* **Excerpted records**
++++++++++++++++++++
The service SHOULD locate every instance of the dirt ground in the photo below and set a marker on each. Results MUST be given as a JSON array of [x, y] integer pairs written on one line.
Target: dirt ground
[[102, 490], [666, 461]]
++++++++++++++++++++
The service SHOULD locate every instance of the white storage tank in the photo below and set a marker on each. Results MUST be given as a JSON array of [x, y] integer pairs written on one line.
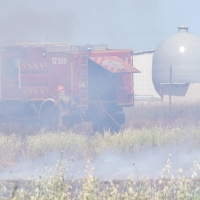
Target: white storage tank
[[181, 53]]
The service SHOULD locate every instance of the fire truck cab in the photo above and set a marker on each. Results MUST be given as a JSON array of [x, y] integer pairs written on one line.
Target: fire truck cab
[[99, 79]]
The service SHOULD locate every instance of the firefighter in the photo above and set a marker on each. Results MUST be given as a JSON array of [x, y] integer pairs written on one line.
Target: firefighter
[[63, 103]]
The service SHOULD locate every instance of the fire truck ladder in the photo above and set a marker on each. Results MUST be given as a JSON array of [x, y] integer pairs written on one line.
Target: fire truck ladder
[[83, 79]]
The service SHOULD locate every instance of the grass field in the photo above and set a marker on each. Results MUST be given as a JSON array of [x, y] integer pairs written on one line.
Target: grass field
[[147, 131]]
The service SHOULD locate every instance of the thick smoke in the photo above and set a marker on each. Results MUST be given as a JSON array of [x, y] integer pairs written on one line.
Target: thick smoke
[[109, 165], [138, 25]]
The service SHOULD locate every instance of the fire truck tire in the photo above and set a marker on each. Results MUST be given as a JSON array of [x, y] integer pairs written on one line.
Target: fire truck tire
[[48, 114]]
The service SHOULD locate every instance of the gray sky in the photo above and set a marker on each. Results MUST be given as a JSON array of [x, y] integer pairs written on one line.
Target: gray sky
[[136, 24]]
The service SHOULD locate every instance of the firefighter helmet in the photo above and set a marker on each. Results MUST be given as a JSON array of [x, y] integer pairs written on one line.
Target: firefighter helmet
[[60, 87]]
++++++++++++++++++++
* **Task description**
Render as a numbered list, with blank lines left out, the listing starting with the line that contains "The service SHOULD locate every instance of the dirt" and going on through the line that contains "[[102, 490], [666, 461]]", including both of those lines.

* **Task result**
1. The service SHOULD locate every instance of the dirt ground in the photo below and set a marker on each. Results MUST be given as a JSON array of [x, y] integer pairs written on one line.
2. Target: dirt ground
3. [[102, 490], [666, 461]]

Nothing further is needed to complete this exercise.